[Assignment]
Below are records; copy exactly the line containing "can the tower" and every line after it, through the last.

[Data supplied]
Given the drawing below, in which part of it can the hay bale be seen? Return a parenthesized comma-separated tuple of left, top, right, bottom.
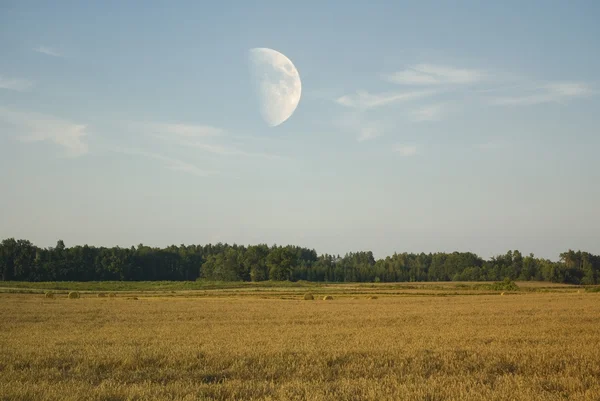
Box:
(68, 291, 80, 299)
(303, 293, 314, 300)
(368, 295, 378, 300)
(500, 292, 505, 296)
(108, 292, 116, 298)
(44, 291, 54, 299)
(97, 293, 106, 298)
(323, 295, 333, 301)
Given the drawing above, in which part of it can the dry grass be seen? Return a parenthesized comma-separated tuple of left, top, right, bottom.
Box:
(1, 289, 600, 400)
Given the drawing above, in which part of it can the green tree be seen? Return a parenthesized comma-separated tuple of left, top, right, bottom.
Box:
(267, 246, 296, 281)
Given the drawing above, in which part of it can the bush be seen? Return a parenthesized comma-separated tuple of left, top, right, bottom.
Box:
(44, 291, 54, 299)
(303, 293, 314, 300)
(68, 291, 80, 299)
(97, 293, 106, 298)
(323, 295, 333, 301)
(489, 278, 519, 291)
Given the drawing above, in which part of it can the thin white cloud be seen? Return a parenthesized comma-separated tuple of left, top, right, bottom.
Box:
(475, 141, 509, 151)
(156, 136, 283, 160)
(409, 104, 445, 122)
(139, 121, 283, 159)
(0, 107, 88, 156)
(334, 113, 385, 142)
(393, 144, 418, 156)
(34, 46, 62, 57)
(139, 122, 224, 137)
(492, 82, 592, 106)
(0, 76, 34, 91)
(335, 89, 437, 110)
(113, 148, 216, 177)
(476, 143, 500, 150)
(356, 125, 382, 142)
(386, 64, 485, 86)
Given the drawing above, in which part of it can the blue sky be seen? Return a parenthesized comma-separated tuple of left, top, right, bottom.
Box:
(1, 1, 599, 259)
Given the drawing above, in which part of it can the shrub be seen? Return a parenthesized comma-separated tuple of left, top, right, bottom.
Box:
(97, 293, 106, 298)
(68, 291, 80, 299)
(489, 278, 519, 291)
(44, 292, 54, 299)
(323, 295, 333, 301)
(303, 293, 314, 300)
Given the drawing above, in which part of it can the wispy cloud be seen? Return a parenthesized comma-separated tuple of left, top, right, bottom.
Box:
(141, 122, 284, 159)
(137, 122, 224, 137)
(334, 113, 385, 142)
(34, 46, 62, 57)
(0, 76, 34, 91)
(174, 139, 284, 160)
(492, 82, 592, 106)
(335, 89, 437, 110)
(0, 108, 88, 156)
(393, 144, 418, 156)
(475, 142, 503, 150)
(113, 148, 217, 177)
(409, 104, 445, 122)
(356, 125, 383, 142)
(386, 64, 485, 86)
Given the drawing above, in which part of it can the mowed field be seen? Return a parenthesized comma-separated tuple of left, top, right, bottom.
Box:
(1, 284, 600, 401)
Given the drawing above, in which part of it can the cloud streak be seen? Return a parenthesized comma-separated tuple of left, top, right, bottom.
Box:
(0, 108, 88, 156)
(181, 140, 284, 159)
(475, 142, 506, 151)
(386, 64, 485, 86)
(0, 76, 34, 91)
(356, 125, 383, 142)
(34, 46, 62, 57)
(135, 122, 224, 138)
(335, 89, 437, 110)
(409, 104, 445, 122)
(334, 113, 386, 142)
(393, 144, 418, 156)
(113, 148, 217, 177)
(140, 121, 284, 159)
(492, 82, 592, 106)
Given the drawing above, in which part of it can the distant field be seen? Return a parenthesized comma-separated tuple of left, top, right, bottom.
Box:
(1, 286, 600, 400)
(0, 279, 585, 293)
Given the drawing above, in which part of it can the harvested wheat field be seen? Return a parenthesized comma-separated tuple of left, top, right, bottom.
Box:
(1, 289, 600, 401)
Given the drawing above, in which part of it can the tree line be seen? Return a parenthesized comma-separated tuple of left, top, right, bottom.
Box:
(0, 238, 598, 284)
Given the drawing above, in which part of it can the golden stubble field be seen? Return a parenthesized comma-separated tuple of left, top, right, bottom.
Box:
(1, 289, 600, 401)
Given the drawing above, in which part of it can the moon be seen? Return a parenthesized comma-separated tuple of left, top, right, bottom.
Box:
(248, 48, 302, 127)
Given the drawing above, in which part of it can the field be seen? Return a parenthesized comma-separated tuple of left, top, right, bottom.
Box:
(1, 282, 600, 400)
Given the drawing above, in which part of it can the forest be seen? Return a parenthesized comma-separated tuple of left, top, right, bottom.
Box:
(0, 238, 598, 284)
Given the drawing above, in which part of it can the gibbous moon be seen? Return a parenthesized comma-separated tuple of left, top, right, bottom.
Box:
(248, 48, 302, 127)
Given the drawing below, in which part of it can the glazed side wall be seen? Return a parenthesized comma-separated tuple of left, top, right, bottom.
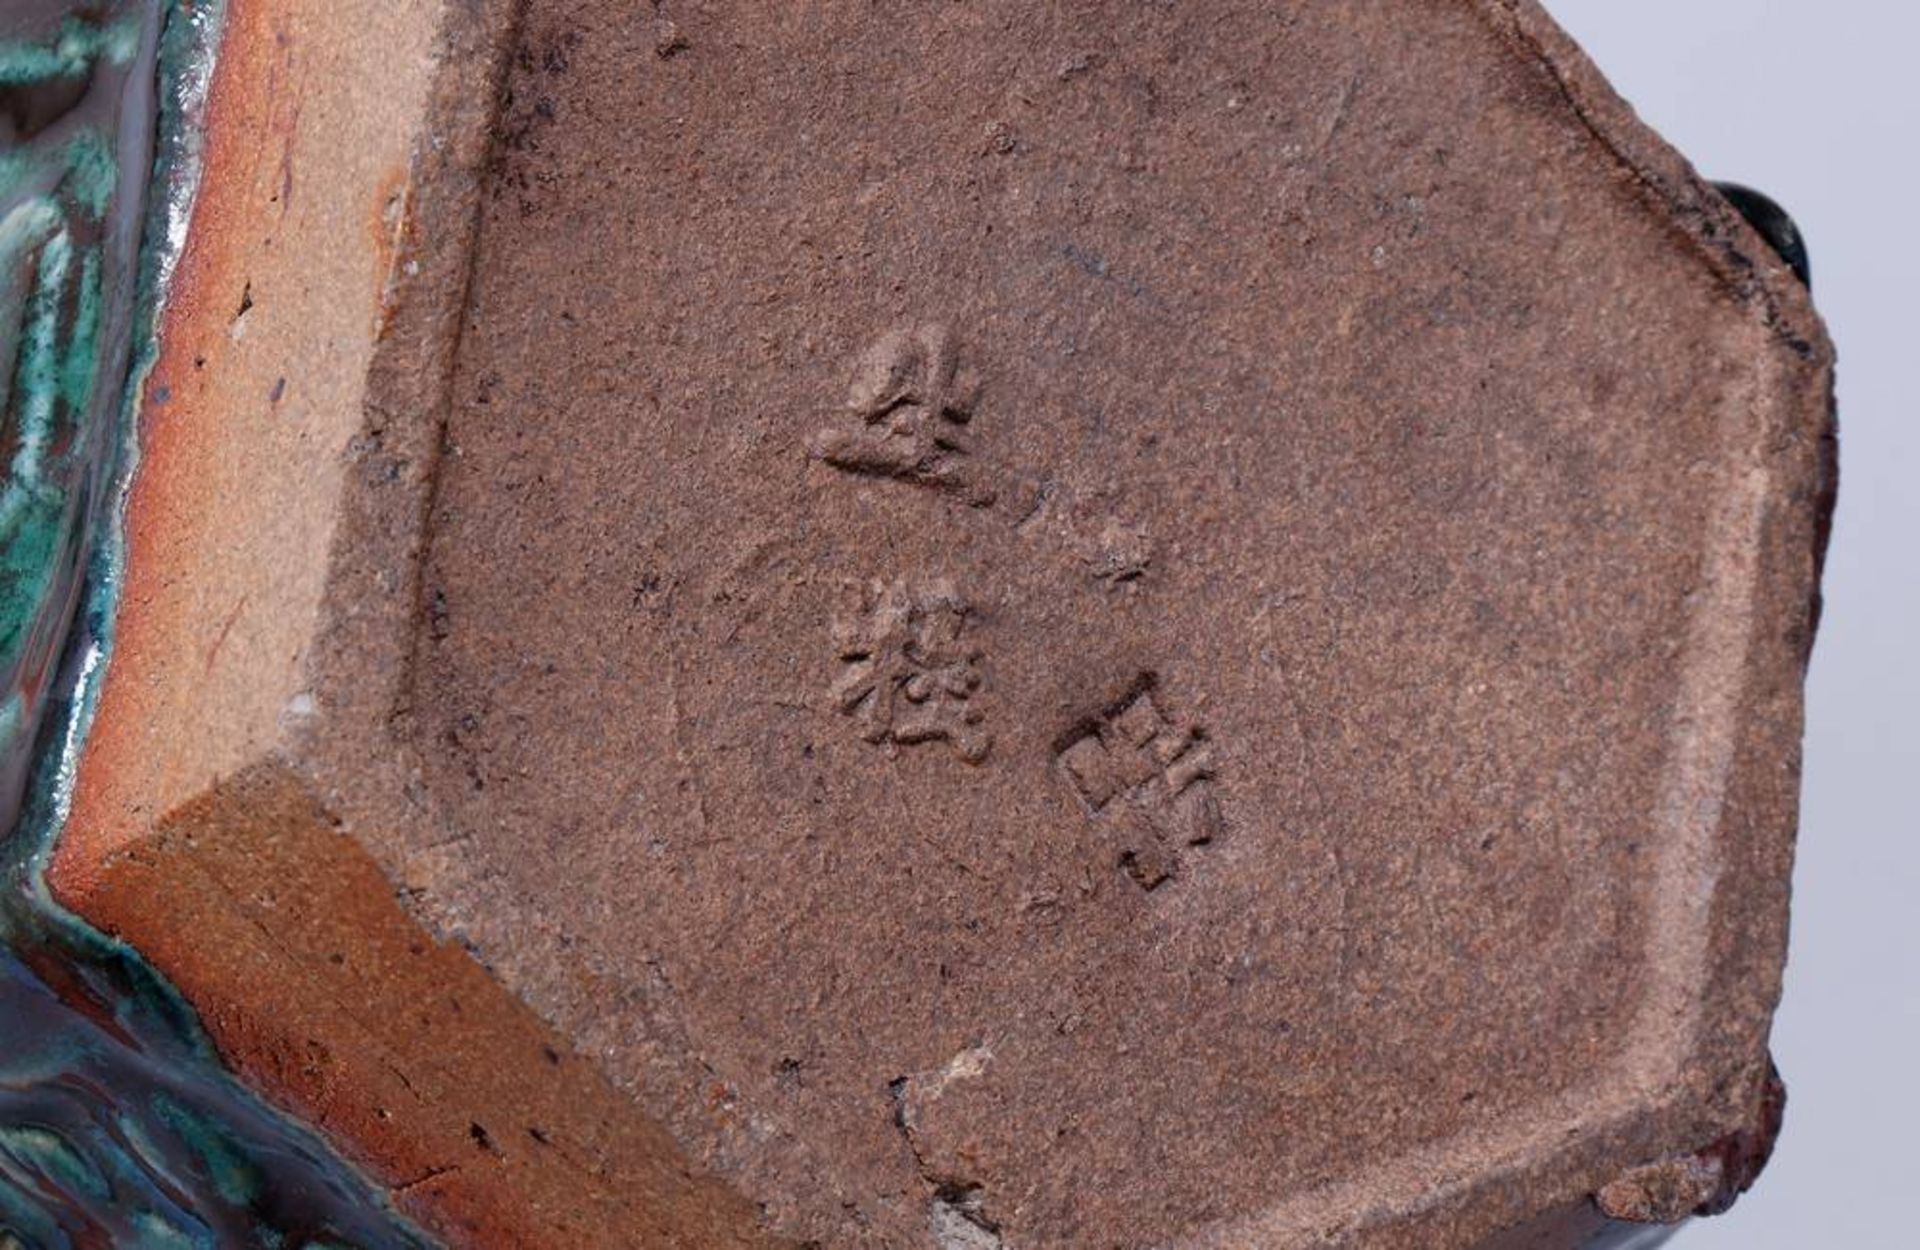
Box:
(50, 0, 437, 895)
(43, 2, 779, 1243)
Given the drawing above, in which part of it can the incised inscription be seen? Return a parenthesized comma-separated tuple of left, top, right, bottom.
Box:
(831, 579, 991, 764)
(810, 323, 994, 506)
(1059, 682, 1222, 889)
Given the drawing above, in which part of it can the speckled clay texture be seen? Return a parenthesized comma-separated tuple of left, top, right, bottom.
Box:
(50, 3, 1832, 1247)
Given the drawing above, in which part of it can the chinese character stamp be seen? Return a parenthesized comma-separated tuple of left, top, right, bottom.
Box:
(831, 579, 991, 764)
(1058, 681, 1223, 889)
(809, 323, 994, 506)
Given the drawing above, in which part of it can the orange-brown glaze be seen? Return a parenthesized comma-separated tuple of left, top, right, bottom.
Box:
(87, 763, 777, 1247)
(52, 0, 437, 900)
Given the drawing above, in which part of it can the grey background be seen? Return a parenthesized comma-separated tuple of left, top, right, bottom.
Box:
(1546, 3, 1918, 1246)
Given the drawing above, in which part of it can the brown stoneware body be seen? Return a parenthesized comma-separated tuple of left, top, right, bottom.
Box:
(49, 2, 1833, 1247)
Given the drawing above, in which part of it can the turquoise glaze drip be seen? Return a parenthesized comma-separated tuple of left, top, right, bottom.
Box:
(0, 5, 435, 1246)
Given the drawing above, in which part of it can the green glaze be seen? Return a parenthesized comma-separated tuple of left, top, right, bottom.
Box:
(0, 16, 139, 85)
(0, 13, 123, 685)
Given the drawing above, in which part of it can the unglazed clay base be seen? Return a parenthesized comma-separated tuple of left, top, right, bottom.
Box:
(48, 4, 1832, 1247)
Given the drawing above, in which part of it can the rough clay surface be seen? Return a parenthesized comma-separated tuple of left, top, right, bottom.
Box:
(52, 2, 1832, 1248)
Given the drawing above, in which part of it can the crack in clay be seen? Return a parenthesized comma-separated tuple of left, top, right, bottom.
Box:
(888, 1049, 1008, 1248)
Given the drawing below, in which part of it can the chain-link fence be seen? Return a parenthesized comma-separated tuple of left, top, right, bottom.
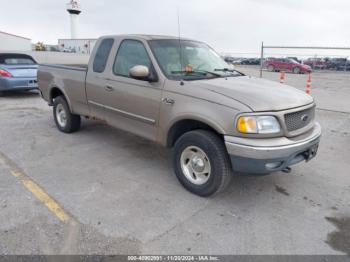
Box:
(258, 44, 350, 77)
(221, 45, 350, 77)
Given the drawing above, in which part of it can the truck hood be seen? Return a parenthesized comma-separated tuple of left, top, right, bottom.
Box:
(189, 76, 314, 112)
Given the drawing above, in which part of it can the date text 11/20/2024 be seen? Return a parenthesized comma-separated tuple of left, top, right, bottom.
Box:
(127, 255, 220, 261)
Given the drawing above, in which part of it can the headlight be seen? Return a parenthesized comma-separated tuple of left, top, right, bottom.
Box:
(237, 116, 280, 134)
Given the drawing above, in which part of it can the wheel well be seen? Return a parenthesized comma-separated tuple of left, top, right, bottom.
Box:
(50, 87, 64, 104)
(166, 119, 222, 148)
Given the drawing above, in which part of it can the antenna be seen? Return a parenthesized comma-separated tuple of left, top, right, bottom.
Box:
(177, 8, 184, 72)
(177, 8, 181, 40)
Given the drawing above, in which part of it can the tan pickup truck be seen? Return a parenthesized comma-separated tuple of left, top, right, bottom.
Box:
(38, 35, 321, 196)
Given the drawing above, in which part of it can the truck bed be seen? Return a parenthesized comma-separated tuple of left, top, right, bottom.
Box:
(38, 64, 89, 116)
(40, 64, 88, 70)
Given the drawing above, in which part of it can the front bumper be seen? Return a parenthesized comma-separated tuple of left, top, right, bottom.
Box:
(225, 122, 321, 174)
(0, 77, 38, 91)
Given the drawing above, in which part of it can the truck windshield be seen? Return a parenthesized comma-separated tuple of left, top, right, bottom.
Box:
(148, 39, 241, 80)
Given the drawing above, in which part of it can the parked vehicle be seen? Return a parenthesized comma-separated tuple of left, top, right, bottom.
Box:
(223, 57, 246, 65)
(303, 58, 327, 70)
(38, 35, 321, 197)
(231, 58, 245, 65)
(241, 58, 261, 65)
(287, 57, 301, 64)
(62, 48, 75, 53)
(265, 58, 312, 74)
(0, 53, 38, 94)
(223, 56, 235, 64)
(326, 58, 350, 71)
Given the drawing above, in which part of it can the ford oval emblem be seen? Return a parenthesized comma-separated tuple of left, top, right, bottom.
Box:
(301, 114, 309, 122)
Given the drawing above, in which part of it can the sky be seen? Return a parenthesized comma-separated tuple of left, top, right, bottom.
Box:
(2, 0, 350, 57)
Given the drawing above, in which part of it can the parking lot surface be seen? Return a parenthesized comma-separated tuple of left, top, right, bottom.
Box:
(0, 68, 349, 255)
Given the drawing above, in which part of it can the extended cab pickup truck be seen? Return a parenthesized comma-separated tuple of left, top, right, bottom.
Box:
(38, 35, 321, 196)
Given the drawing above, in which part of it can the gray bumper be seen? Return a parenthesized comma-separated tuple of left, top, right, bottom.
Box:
(225, 122, 321, 174)
(0, 77, 38, 91)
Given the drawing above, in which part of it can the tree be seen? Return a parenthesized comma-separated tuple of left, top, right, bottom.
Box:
(35, 42, 46, 51)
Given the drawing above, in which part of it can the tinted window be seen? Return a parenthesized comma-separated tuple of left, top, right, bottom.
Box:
(93, 38, 114, 73)
(113, 40, 151, 77)
(0, 54, 36, 65)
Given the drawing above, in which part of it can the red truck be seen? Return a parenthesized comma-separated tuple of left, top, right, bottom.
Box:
(265, 58, 312, 74)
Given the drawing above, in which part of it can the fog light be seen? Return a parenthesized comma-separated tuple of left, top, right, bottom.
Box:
(265, 161, 283, 169)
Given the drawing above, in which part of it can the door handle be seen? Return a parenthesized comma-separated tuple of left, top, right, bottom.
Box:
(105, 85, 114, 92)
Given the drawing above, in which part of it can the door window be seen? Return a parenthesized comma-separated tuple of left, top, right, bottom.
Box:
(113, 40, 152, 77)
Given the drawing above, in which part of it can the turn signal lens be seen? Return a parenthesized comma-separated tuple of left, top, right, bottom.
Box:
(237, 116, 258, 133)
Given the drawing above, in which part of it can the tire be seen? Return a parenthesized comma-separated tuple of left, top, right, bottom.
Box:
(173, 130, 232, 197)
(293, 67, 301, 74)
(267, 65, 275, 72)
(53, 96, 81, 133)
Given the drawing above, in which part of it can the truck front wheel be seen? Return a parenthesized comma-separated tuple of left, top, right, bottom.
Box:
(173, 130, 232, 197)
(53, 96, 81, 133)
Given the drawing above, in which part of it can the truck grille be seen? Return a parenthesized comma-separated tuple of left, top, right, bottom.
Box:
(284, 106, 315, 132)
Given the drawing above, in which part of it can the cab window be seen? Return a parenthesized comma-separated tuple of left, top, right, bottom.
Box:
(93, 38, 114, 73)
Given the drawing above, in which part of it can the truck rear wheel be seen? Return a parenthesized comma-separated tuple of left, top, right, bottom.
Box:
(53, 96, 81, 133)
(173, 130, 232, 197)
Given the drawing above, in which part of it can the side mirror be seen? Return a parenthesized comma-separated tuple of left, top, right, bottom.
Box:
(129, 65, 151, 81)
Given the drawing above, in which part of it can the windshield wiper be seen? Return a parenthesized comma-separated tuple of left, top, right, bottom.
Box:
(171, 70, 221, 78)
(214, 68, 244, 76)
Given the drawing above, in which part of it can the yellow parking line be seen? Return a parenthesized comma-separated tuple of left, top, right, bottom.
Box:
(10, 170, 70, 223)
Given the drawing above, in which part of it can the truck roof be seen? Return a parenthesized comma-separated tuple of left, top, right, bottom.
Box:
(100, 34, 196, 41)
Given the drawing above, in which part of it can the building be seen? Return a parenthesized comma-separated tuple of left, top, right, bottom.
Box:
(57, 1, 97, 54)
(58, 38, 97, 54)
(0, 31, 32, 51)
(66, 0, 82, 39)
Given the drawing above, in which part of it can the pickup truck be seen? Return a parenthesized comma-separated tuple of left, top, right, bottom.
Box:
(38, 35, 321, 197)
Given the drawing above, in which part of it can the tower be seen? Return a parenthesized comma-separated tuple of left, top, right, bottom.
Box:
(66, 0, 82, 39)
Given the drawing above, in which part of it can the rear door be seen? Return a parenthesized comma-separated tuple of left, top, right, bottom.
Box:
(85, 38, 115, 120)
(274, 58, 283, 70)
(280, 58, 291, 71)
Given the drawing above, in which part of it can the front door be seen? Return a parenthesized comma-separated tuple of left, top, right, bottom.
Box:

[Answer box]
Given the drawing above, in which part of it can the tower be seen? Return a parenthesized comma-separated tuple of left, top, right, bottom.
Box:
(66, 0, 82, 39)
Given the drawing above, in which part of it can the rear door be seen? Return a parenthesized comma-separated tuple of left, top, right, bottom.
Box:
(85, 38, 115, 120)
(274, 58, 283, 70)
(280, 58, 291, 71)
Given the drawing above, in which part of it can the front door be seen? Return a parenthesized comma-separated tuple of left, top, right, bottom.
Box:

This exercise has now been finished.